→ **Task**:
Could every line of the data be copied out once more, exactly?
BEGIN Records to process
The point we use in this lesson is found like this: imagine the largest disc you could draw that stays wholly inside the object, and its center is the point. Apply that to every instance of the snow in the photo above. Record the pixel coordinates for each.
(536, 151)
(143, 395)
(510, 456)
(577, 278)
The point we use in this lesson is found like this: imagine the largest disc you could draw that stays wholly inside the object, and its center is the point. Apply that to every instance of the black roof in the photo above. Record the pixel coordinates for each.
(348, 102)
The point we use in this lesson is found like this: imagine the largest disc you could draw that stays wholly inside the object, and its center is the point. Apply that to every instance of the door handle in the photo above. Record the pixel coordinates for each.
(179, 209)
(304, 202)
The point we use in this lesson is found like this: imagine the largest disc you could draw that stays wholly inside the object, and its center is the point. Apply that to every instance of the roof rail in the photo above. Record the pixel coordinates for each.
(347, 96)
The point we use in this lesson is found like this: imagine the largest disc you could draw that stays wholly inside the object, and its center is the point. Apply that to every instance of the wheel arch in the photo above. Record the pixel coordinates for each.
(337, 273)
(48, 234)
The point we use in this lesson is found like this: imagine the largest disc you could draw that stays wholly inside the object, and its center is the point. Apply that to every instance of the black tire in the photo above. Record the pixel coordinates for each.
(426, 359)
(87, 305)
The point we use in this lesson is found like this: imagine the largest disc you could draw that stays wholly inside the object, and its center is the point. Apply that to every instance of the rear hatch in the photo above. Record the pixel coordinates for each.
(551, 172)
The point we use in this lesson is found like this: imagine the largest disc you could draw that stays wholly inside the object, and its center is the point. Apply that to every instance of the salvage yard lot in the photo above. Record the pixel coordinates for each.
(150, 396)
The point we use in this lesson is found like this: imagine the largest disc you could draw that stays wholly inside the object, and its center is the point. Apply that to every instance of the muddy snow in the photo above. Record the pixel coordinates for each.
END Records to process
→ **Answer box**:
The point we use in this lesson is found like this: imagine the largest disc you could draw that stays wholly inside the object, and its center is the point. Apply that to every instance of the snow in the photo above. Record the pixel coordinates for each.
(536, 151)
(143, 395)
(510, 456)
(577, 278)
The point we use in this lesson is found like this: imagine the largest disc you could draw that stays wholly inside the object, and its center is the point. Apply that to every instance of the black roof in the photo above. Record the pixel coordinates for each.
(348, 102)
The point we use in this lesson is found like this: imagine the largest disc you could draw that stays wholly inside the object, and its center is the point. Apply that to every instance of the door handle in the photo above. Record the pixel coordinates for each.
(179, 209)
(304, 202)
The point we use in this lesson is found like this: imagine the largest disc you could draw that stays wholly inside the object, and its center is the point. Apply that to every instance of the roof rail in the photo above. Record the pixel coordinates for each.
(347, 96)
The point we use in this lesson is found like this: imagine the largest disc you could draw that stays wholly inside the object, and its center is the point. Apply that to every instance of the wheel arch in the photo above. Record the pixel coordinates for each.
(337, 273)
(48, 234)
The point we use in this lesson is found like this: imagine the largest disc you could draw that stays wholly inside the object, and its center is the point. Apply that to every instance of the black tire in the photo above. Record the pixel coordinates for each.
(426, 359)
(87, 305)
The point we use in this lesson is found like this: imagine the largest disc you could draw that stays wholly inside the object, and its center is the point. Apply that to every instance of the rear hatch in the photo above. Record the pixel coordinates for each.
(551, 172)
The point we use in this lesson is found like this: imagine the largest disc you could draw that stays wholly inside the object, and its center is the point. Apply that to every instance of the salvage yard lot in the photo above. Record the pixel coordinates for each.
(150, 396)
The point we use in this lesson is found like this: imagine the largest disc you could draw that stays wholly inside the object, and its center is the point. Apply that to every instance of the muddy snow in the photo above. Record the pixel coordinates for each.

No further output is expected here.